Entries pointing to named objects
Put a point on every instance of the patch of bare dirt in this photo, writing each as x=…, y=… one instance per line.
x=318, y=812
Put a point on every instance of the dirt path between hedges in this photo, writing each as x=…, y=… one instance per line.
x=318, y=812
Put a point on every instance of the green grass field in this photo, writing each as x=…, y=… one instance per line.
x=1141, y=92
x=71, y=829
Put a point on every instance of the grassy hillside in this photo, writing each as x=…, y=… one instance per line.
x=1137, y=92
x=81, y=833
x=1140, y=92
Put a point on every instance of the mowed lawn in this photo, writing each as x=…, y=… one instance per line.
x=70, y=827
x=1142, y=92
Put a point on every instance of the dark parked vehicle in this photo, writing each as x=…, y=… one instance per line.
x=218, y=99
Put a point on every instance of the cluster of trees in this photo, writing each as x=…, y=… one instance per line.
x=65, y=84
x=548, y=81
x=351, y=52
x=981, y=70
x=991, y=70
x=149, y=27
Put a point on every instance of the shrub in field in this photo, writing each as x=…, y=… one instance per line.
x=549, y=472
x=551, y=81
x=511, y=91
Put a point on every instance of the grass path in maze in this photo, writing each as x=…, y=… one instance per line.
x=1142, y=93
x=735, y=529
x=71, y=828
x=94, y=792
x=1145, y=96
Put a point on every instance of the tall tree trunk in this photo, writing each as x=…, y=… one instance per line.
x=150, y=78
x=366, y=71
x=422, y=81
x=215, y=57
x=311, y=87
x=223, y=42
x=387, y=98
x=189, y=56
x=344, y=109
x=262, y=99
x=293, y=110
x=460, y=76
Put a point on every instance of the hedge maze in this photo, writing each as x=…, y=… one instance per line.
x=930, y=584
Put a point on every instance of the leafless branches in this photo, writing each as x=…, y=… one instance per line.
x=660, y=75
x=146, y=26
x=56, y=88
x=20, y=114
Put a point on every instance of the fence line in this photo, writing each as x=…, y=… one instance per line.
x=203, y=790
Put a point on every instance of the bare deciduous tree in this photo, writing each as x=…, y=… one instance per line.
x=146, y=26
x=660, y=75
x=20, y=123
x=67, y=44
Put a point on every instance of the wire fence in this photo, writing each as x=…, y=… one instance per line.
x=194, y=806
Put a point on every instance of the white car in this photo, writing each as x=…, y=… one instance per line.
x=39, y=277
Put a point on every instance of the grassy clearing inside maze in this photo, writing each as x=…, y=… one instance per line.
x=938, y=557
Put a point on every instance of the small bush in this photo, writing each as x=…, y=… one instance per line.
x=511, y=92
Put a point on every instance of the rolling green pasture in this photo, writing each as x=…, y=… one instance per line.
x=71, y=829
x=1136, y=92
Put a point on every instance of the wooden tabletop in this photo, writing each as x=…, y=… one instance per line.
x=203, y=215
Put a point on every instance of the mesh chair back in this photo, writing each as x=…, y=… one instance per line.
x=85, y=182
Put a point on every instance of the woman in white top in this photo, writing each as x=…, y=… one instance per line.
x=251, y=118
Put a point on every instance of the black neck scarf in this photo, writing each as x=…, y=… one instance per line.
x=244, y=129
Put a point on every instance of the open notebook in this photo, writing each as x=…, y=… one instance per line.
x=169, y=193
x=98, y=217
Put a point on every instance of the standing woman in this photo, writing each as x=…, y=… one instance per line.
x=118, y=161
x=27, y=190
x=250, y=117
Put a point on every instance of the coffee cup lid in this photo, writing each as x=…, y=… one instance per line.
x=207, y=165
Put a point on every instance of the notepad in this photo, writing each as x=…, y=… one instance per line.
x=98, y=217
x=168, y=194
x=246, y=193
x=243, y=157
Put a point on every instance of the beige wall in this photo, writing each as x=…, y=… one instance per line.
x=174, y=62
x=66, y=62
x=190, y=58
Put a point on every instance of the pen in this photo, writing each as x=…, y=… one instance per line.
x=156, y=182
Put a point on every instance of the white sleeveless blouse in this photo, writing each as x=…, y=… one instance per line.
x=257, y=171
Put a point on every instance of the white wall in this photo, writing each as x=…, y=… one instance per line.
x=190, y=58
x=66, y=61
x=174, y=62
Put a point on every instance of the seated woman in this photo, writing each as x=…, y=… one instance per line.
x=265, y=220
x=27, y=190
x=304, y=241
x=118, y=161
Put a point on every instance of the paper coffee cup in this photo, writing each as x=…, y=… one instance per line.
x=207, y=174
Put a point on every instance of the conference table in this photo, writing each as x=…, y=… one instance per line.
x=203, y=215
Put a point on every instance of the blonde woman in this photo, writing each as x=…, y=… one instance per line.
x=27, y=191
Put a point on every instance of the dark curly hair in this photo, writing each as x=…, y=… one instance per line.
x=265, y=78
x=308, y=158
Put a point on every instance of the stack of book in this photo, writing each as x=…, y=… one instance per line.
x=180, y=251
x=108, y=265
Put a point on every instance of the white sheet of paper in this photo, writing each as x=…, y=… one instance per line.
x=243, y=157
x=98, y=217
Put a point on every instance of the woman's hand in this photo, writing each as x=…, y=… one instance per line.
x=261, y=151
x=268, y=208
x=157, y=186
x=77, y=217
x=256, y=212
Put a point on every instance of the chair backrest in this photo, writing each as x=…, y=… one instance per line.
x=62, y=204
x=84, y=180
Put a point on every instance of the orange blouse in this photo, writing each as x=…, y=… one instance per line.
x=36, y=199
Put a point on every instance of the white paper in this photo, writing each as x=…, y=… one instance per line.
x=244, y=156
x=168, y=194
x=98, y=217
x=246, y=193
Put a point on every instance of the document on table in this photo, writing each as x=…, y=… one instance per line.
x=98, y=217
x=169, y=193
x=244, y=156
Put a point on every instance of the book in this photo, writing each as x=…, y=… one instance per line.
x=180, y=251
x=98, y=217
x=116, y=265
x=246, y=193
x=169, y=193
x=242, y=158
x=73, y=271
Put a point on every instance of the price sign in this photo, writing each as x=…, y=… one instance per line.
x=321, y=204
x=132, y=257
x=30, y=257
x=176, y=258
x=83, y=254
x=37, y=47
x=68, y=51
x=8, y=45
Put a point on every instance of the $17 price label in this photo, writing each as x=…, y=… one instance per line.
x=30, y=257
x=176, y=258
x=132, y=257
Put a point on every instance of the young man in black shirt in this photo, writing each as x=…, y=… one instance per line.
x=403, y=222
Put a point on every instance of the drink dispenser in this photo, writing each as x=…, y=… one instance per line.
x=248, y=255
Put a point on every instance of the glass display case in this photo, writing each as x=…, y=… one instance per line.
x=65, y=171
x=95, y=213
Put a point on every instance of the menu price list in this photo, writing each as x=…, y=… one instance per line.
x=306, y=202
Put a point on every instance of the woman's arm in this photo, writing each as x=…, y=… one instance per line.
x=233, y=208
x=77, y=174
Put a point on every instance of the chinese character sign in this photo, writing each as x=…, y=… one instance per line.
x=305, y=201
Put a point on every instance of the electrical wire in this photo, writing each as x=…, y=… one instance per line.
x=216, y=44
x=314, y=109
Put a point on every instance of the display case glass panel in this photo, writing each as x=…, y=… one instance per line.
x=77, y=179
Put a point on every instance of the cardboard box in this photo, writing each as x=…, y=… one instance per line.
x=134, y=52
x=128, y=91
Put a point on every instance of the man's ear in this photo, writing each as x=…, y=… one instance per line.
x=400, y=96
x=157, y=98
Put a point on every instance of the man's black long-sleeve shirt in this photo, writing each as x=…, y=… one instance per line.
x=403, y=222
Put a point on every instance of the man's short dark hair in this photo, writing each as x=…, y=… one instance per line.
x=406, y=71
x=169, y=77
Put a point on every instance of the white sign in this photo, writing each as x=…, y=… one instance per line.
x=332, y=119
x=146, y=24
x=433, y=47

# Requirement:
Can you lay out the entries above as a JSON list of strings, with one string per line and no blank lines?

# Answer to the problem:
[
  "Put a point on every instance of the patch of bare dirt in this photo, writing each as x=…, y=… one instance per line.",
  "x=318, y=812",
  "Put a point on every instance of the dirt path between hedges in this photo, writing each as x=…, y=… one instance per line.",
  "x=318, y=812",
  "Put a point on every instance of the green grass field in this photo, writing each as x=…, y=… one instance per line.",
  "x=1141, y=92",
  "x=71, y=829",
  "Put a point on every instance of the grassy hillside in this photo, writing each as x=…, y=… one instance per line.",
  "x=1137, y=92",
  "x=81, y=833",
  "x=1140, y=92",
  "Put a point on every instance of the mowed lawn in this photo, writing each as x=…, y=… one instance per line.",
  "x=70, y=827",
  "x=1142, y=92",
  "Put a point on every instance of the dark parked vehicle in this photo, writing each as x=…, y=… one instance per line.",
  "x=218, y=99",
  "Put a point on every instance of the cluster of trees in this photo, writing each as x=…, y=… one instance per line.",
  "x=65, y=84",
  "x=548, y=81",
  "x=351, y=52",
  "x=981, y=70",
  "x=991, y=70",
  "x=149, y=27",
  "Put a point on every instance of the shrub in field in this photo, writing each as x=…, y=… one instance per line.",
  "x=549, y=472",
  "x=551, y=81",
  "x=511, y=91",
  "Put a point on every instance of the grass path in maze in this photo, writing each as x=…, y=… one instance per line.",
  "x=1142, y=93",
  "x=735, y=529",
  "x=71, y=828",
  "x=94, y=792",
  "x=1145, y=96",
  "Put a point on every instance of the tall tree trunk in this photo, writing each as x=…, y=… one instance per line.",
  "x=150, y=78",
  "x=366, y=71",
  "x=422, y=81",
  "x=215, y=57",
  "x=311, y=87",
  "x=223, y=42",
  "x=387, y=98",
  "x=189, y=56",
  "x=344, y=109",
  "x=262, y=99",
  "x=293, y=110",
  "x=460, y=76",
  "Put a point on every instance of the hedge maze in this photo, writing each as x=…, y=… one instance per line.",
  "x=930, y=584",
  "Put a point on every instance of the leafless branches in this photo, writing each as x=…, y=… one instance per line.",
  "x=660, y=75",
  "x=146, y=26",
  "x=56, y=88",
  "x=20, y=114",
  "Put a point on every instance of the fence line in this photo, writing each as x=…, y=… one instance per line.",
  "x=203, y=790",
  "Put a point on every instance of the bare deciduous tree in this photo, writing each as x=…, y=… one instance per line.",
  "x=146, y=26",
  "x=660, y=75",
  "x=20, y=123",
  "x=67, y=44",
  "Put a point on every instance of the wire fence in this photo, writing each as x=…, y=… one instance per line.",
  "x=194, y=806",
  "Put a point on every instance of the white car in this photo, writing each as x=…, y=… one instance per line.",
  "x=39, y=277",
  "Put a point on every instance of the grassy clearing inside maze in this photo, writing each as x=…, y=… one instance per line.",
  "x=938, y=557",
  "Put a point on every instance of the small bush in this photo, writing each as x=…, y=… one instance per line.",
  "x=511, y=92",
  "Put a point on every instance of the rolling green pasture in this photo, writing each as x=…, y=… one instance per line.",
  "x=71, y=829",
  "x=1136, y=92",
  "Put a point on every instance of the wooden tabletop in this photo, writing each as x=…, y=… one instance per line.",
  "x=203, y=215",
  "Put a point on every instance of the mesh chair back in this photo, writing each as x=…, y=… one instance per line.",
  "x=85, y=182",
  "Put a point on every instance of the woman in white top in this photo, writing each as x=…, y=… one instance per line.",
  "x=251, y=118",
  "Put a point on every instance of the black neck scarf in this photo, writing each as x=…, y=… one instance per line.",
  "x=244, y=129",
  "Put a point on every instance of the open notebook in this photo, writing each as x=…, y=… one instance per line.",
  "x=169, y=193",
  "x=98, y=217",
  "Put a point on every instance of the standing woman in this photo, writing each as x=…, y=… one instance per line.",
  "x=118, y=161",
  "x=27, y=190",
  "x=250, y=117",
  "Put a point on every instance of the coffee cup lid in this photo, writing each as x=…, y=… one instance per line.",
  "x=207, y=165",
  "Put a point on every instance of the notepad in this photo, writing each as x=…, y=… one instance per line.",
  "x=98, y=217",
  "x=168, y=194",
  "x=246, y=193",
  "x=243, y=157",
  "Put a point on every instance of the beige wall in this photo, writing each as x=…, y=… one instance per line.",
  "x=174, y=62",
  "x=66, y=62",
  "x=190, y=58",
  "Put a point on every instance of the pen in this photo, writing each as x=…, y=… one instance per line.",
  "x=156, y=182",
  "Put a point on every instance of the white sleeveless blouse in this photo, writing each as x=…, y=… one instance per line.",
  "x=257, y=171",
  "Put a point on every instance of the white wall in this photo, writing each as x=…, y=… one instance per line.",
  "x=190, y=58",
  "x=66, y=61",
  "x=174, y=62",
  "Put a point on every instance of the seated woman in this photo, writing each as x=…, y=… one instance per line.",
  "x=265, y=220",
  "x=27, y=190",
  "x=304, y=241",
  "x=118, y=161",
  "Put a point on every instance of the paper coffee cup in this photo, writing each as x=…, y=… one instance per line.",
  "x=207, y=174",
  "Put a point on every instance of the conference table in this photo, writing each as x=…, y=… one instance per line.",
  "x=203, y=215",
  "Put a point on every instance of the blonde woman in this photo, writing each as x=…, y=… one instance per line.",
  "x=27, y=191",
  "Put a point on every instance of the dark curly hair in this photo, writing each as x=…, y=… one instance per line.",
  "x=265, y=78",
  "x=308, y=158",
  "Put a point on every instance of the stack of book in this photo, writing each as x=…, y=… one instance per line.",
  "x=180, y=251",
  "x=108, y=265",
  "Put a point on every instance of the white sheet of paper in this photo, writing each as x=…, y=… one instance per line.",
  "x=243, y=157",
  "x=98, y=217",
  "Put a point on every instance of the woman's hand in this photo, writing each as x=…, y=… one instance per line.",
  "x=261, y=151",
  "x=268, y=208",
  "x=157, y=186",
  "x=77, y=217",
  "x=256, y=212",
  "Put a point on every instance of the chair backrest in this photo, writing each as x=…, y=… one instance per line.",
  "x=62, y=204",
  "x=84, y=180",
  "Put a point on every instance of the orange blouse in this photo, writing each as x=…, y=… one instance per line.",
  "x=36, y=199",
  "Put a point on every instance of the white paper in this photo, writing each as x=…, y=… one instance per line.",
  "x=244, y=156",
  "x=168, y=194",
  "x=98, y=217",
  "x=246, y=193",
  "Put a point on every instance of the document on table in this photo, writing each as x=…, y=… one instance per line.",
  "x=98, y=217",
  "x=169, y=193",
  "x=244, y=156",
  "Put a point on every instance of the book in this photo, writing each as x=…, y=… one instance per line.",
  "x=180, y=251",
  "x=98, y=217",
  "x=116, y=265",
  "x=246, y=193",
  "x=169, y=193",
  "x=242, y=158",
  "x=73, y=271",
  "Put a point on every instance of the price sign in this photo, writing each as x=…, y=… one instance per line.",
  "x=321, y=204",
  "x=132, y=257",
  "x=30, y=257",
  "x=176, y=258",
  "x=83, y=254",
  "x=37, y=47",
  "x=68, y=51",
  "x=8, y=45",
  "Put a point on every instance of the $17 price label in this photo, writing each as x=…, y=… one instance per line.",
  "x=30, y=257",
  "x=176, y=258",
  "x=132, y=257",
  "Put a point on every instance of the young man in black shirt in this photo, writing each as x=…, y=… one instance per line.",
  "x=403, y=222",
  "Put a point on every instance of the drink dispenser in this photo, writing each as x=…, y=… one instance per line.",
  "x=248, y=255",
  "Put a point on every instance of the glass display case in this photo, writing each as x=…, y=… one instance per line.",
  "x=65, y=171",
  "x=95, y=213",
  "Put a point on every instance of the menu price list in this photo, writing each as x=…, y=… one instance per line.",
  "x=306, y=202",
  "Put a point on every instance of the woman's arm in this photo, writing each as x=…, y=… one instance per line.",
  "x=233, y=208",
  "x=77, y=174",
  "Put a point on every instance of the chinese character sign in this photo, writing each as x=…, y=… one instance per line.",
  "x=305, y=201",
  "Put a point on every instance of the electrical wire in this photo, writing each as x=…, y=… one instance per line.",
  "x=216, y=44",
  "x=314, y=109",
  "Put a point on every instance of the display case glass panel in this photo, writing each as x=…, y=… one instance per line.",
  "x=77, y=179",
  "Put a point on every instance of the cardboard box in this photo, writing each as x=…, y=… one instance per line.",
  "x=134, y=52",
  "x=128, y=91",
  "Put a point on every instance of the man's ear in this photo, writing each as x=…, y=… one instance per line.",
  "x=400, y=96",
  "x=157, y=98",
  "Put a point on every instance of the man's black long-sleeve shirt in this photo, writing each as x=…, y=… one instance per line.",
  "x=403, y=222",
  "Put a point on every instance of the man's short dark hair in this photo, writing each as x=…, y=… one instance per line.",
  "x=406, y=71",
  "x=169, y=77",
  "Put a point on every instance of the white sign in this photo, writing each as x=…, y=… one instance per line.",
  "x=332, y=119",
  "x=146, y=24",
  "x=433, y=47"
]